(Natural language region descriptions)
--------------------------------
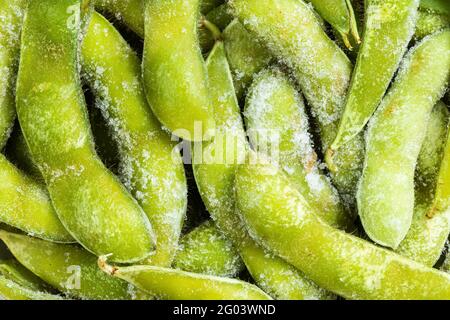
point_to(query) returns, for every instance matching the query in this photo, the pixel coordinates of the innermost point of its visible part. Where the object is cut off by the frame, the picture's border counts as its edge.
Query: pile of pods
(241, 149)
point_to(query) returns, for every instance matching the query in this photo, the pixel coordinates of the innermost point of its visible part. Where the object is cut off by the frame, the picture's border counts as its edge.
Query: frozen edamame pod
(388, 29)
(276, 123)
(291, 31)
(13, 270)
(11, 14)
(427, 236)
(386, 191)
(205, 250)
(91, 203)
(174, 71)
(148, 165)
(429, 23)
(339, 13)
(171, 284)
(25, 204)
(446, 264)
(215, 181)
(69, 268)
(439, 6)
(246, 56)
(130, 12)
(280, 219)
(11, 290)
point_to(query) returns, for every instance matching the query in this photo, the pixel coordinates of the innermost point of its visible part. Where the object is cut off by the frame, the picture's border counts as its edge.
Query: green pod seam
(11, 14)
(429, 23)
(277, 126)
(171, 284)
(340, 14)
(427, 236)
(441, 200)
(11, 290)
(215, 181)
(246, 56)
(174, 71)
(386, 191)
(68, 268)
(91, 203)
(206, 250)
(25, 204)
(129, 12)
(280, 219)
(292, 33)
(389, 27)
(149, 165)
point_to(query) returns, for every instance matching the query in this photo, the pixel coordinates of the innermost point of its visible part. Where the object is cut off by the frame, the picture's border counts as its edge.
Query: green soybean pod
(427, 236)
(446, 265)
(340, 14)
(171, 284)
(214, 175)
(13, 270)
(429, 23)
(441, 200)
(130, 12)
(391, 23)
(11, 14)
(386, 191)
(174, 71)
(439, 6)
(206, 250)
(292, 33)
(68, 268)
(148, 165)
(25, 204)
(91, 203)
(246, 56)
(11, 290)
(277, 126)
(279, 218)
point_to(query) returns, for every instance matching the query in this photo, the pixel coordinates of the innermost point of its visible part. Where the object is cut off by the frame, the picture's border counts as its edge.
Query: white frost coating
(278, 126)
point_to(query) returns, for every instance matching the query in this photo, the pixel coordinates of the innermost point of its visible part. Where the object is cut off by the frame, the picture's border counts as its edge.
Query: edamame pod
(171, 284)
(339, 13)
(11, 14)
(388, 29)
(205, 250)
(174, 72)
(130, 12)
(148, 165)
(69, 268)
(215, 181)
(446, 265)
(25, 204)
(292, 33)
(439, 6)
(427, 236)
(246, 56)
(280, 219)
(277, 126)
(442, 197)
(11, 290)
(429, 23)
(386, 191)
(91, 203)
(13, 270)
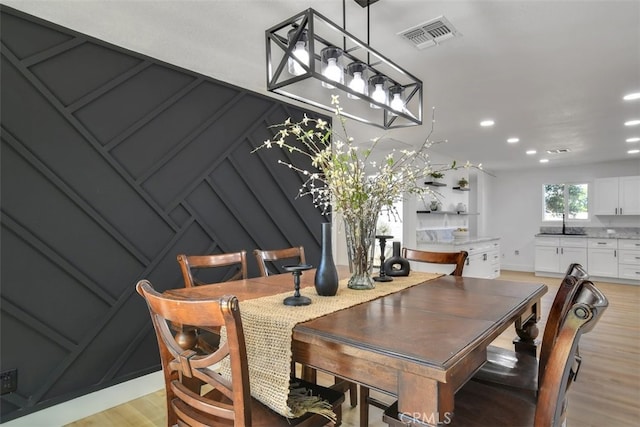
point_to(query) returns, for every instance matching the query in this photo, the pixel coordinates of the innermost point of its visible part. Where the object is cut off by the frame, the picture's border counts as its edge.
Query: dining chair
(225, 401)
(519, 370)
(213, 264)
(480, 404)
(455, 259)
(266, 258)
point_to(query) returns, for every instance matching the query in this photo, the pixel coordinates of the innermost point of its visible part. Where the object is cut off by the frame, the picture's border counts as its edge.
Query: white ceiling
(552, 73)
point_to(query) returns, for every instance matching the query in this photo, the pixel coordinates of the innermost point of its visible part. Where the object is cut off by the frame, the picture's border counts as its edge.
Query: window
(572, 200)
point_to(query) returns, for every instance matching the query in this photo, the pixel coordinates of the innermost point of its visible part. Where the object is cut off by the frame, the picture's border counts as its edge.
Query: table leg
(423, 401)
(528, 332)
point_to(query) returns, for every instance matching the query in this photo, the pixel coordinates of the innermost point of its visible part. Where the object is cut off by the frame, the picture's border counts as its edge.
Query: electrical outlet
(8, 381)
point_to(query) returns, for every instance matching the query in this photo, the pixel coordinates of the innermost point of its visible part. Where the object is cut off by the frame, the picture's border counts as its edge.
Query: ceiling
(552, 73)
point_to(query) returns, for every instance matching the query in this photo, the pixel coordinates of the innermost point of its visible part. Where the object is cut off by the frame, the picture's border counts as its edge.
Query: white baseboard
(89, 404)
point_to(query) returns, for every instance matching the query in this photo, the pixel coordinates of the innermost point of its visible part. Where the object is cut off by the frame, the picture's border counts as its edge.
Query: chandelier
(309, 58)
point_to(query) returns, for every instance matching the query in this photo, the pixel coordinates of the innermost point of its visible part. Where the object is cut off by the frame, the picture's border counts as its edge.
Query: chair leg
(364, 406)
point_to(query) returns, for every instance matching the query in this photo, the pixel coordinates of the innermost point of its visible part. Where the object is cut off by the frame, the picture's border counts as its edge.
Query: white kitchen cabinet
(603, 257)
(483, 260)
(555, 254)
(617, 196)
(629, 259)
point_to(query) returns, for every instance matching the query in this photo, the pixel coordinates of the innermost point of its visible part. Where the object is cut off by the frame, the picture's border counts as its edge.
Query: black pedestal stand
(297, 299)
(382, 277)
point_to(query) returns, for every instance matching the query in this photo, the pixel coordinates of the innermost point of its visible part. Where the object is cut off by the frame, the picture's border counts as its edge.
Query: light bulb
(300, 52)
(397, 103)
(357, 85)
(378, 95)
(332, 72)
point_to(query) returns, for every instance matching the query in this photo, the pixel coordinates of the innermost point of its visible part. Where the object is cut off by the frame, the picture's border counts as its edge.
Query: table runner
(268, 326)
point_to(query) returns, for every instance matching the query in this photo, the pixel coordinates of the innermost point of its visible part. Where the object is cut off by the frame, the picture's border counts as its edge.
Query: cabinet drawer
(573, 242)
(547, 241)
(629, 257)
(629, 272)
(603, 243)
(629, 244)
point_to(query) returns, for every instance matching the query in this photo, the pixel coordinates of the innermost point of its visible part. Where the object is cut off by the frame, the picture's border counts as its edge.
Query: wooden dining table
(420, 344)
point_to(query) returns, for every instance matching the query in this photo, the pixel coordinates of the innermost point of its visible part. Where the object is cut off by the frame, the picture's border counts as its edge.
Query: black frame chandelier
(309, 58)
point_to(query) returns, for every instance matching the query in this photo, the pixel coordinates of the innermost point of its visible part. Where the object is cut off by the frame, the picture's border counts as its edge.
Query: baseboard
(89, 404)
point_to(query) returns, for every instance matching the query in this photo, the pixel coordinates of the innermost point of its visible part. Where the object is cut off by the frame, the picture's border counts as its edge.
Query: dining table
(420, 343)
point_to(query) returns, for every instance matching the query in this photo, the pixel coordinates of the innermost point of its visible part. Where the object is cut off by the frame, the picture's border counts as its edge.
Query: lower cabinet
(483, 260)
(603, 257)
(555, 254)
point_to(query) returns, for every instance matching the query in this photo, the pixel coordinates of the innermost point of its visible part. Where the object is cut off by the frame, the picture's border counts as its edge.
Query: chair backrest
(183, 368)
(265, 258)
(579, 319)
(236, 260)
(454, 258)
(564, 299)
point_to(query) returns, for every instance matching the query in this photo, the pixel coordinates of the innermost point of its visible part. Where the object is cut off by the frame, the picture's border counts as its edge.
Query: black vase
(326, 280)
(396, 266)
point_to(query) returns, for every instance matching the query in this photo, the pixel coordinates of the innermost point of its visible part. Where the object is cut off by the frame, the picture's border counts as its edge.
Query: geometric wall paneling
(112, 163)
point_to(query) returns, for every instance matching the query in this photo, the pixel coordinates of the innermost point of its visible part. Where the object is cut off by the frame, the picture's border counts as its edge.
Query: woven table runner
(268, 326)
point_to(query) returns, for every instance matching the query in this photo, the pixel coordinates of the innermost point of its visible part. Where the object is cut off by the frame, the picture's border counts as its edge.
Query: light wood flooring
(607, 391)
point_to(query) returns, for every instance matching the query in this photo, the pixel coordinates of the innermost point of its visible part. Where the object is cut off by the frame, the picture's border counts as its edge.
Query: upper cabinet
(617, 196)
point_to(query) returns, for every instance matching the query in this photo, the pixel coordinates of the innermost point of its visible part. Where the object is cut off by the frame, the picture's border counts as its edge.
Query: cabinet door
(603, 262)
(547, 259)
(629, 195)
(606, 196)
(569, 255)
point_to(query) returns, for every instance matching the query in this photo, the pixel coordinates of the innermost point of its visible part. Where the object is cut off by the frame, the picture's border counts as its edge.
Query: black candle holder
--------------------------------
Nothing but the lines from the line that contains "Query: light wood flooring" to the last line of the records above should appear in the answer; please copy them exactly.

(Solution to the problem):
Query: light wood flooring
(607, 391)
point_to(query) returns, for every instance matching the query in this photo, the pixel coordinates of the innermost point of its visible part. Where the object is cut off by the frame, the picture's border counts as its edge.
Query: upper cabinet
(617, 196)
point_to(query) returns, for every instance matching the query in this photo, the pixel coordinates of the innermost point of its visible part. Where the object is cut off by the frame, the picture's border counts as its edge.
Query: cabinet door
(603, 262)
(547, 259)
(629, 195)
(606, 196)
(569, 255)
point_to(query) returns, for every instance matching the query in this photo, the pixel coordinates of the innermost point of its visible part. Where the object is cut off by the frame, the picture's border counts as its edge.
Query: black candle holder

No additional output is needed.